(Records drawn from a dataset)
★ ★ ★
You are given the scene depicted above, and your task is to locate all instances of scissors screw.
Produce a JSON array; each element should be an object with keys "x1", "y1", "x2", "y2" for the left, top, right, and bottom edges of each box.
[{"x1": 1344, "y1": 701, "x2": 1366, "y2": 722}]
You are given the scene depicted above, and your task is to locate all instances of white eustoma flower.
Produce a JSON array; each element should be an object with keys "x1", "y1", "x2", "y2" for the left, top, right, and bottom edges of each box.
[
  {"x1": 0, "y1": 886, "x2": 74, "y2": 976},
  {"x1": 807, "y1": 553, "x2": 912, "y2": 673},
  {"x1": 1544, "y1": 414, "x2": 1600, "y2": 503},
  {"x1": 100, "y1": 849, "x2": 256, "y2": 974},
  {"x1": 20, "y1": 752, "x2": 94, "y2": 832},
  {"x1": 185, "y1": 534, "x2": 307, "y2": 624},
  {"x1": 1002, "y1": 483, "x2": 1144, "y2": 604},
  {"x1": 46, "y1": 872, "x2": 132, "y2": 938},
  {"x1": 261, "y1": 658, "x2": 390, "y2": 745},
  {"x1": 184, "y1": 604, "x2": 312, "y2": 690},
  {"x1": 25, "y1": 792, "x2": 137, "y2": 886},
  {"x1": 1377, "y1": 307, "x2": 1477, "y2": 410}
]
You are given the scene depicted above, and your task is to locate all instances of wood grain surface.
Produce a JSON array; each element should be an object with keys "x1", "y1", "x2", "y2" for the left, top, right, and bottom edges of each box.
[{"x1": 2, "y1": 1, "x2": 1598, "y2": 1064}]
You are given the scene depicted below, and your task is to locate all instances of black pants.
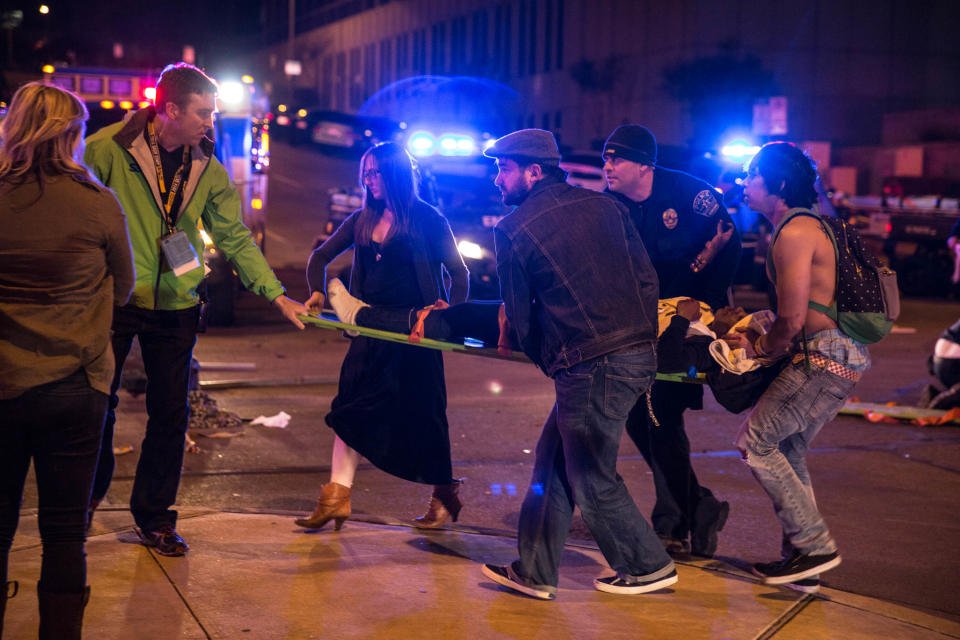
★ ★ ★
● YOUR TASK
Without including a single picture, restate all of the data word for word.

● RESULT OF THIS EXERCISE
You are given the scene depicted above, and your task is to locate all instances of scissors screw.
Produce a JSON array; each element should be an object with keys "x1", "y1", "x2", "y2" for the left, top, right, and bottom edges of each box.
[{"x1": 1344, "y1": 701, "x2": 1366, "y2": 722}]
You are given the scene depicted above, and your task is to locate all instances of white eustoma flower.
Produce a JSON array; each element should be an object with keys "x1", "y1", "x2", "y2" for the left, top, right, and bottom edges of each box.
[
  {"x1": 0, "y1": 886, "x2": 74, "y2": 976},
  {"x1": 807, "y1": 553, "x2": 912, "y2": 673},
  {"x1": 1544, "y1": 414, "x2": 1600, "y2": 503},
  {"x1": 100, "y1": 849, "x2": 256, "y2": 974},
  {"x1": 20, "y1": 752, "x2": 94, "y2": 832},
  {"x1": 185, "y1": 534, "x2": 307, "y2": 624},
  {"x1": 1002, "y1": 483, "x2": 1144, "y2": 604},
  {"x1": 46, "y1": 872, "x2": 132, "y2": 938},
  {"x1": 261, "y1": 658, "x2": 390, "y2": 745},
  {"x1": 184, "y1": 604, "x2": 312, "y2": 690},
  {"x1": 25, "y1": 792, "x2": 137, "y2": 886},
  {"x1": 1377, "y1": 307, "x2": 1477, "y2": 410}
]
You are given the scene depicted above, and your task is to locate all instances of wood grain surface.
Produce a JSON array; each element should be an object with keys "x1", "y1", "x2", "y2" for the left, top, right, and bottom edges of each box.
[{"x1": 2, "y1": 1, "x2": 1598, "y2": 1064}]
You are given the scene depicted below, and your task is to locate all instances of black pants.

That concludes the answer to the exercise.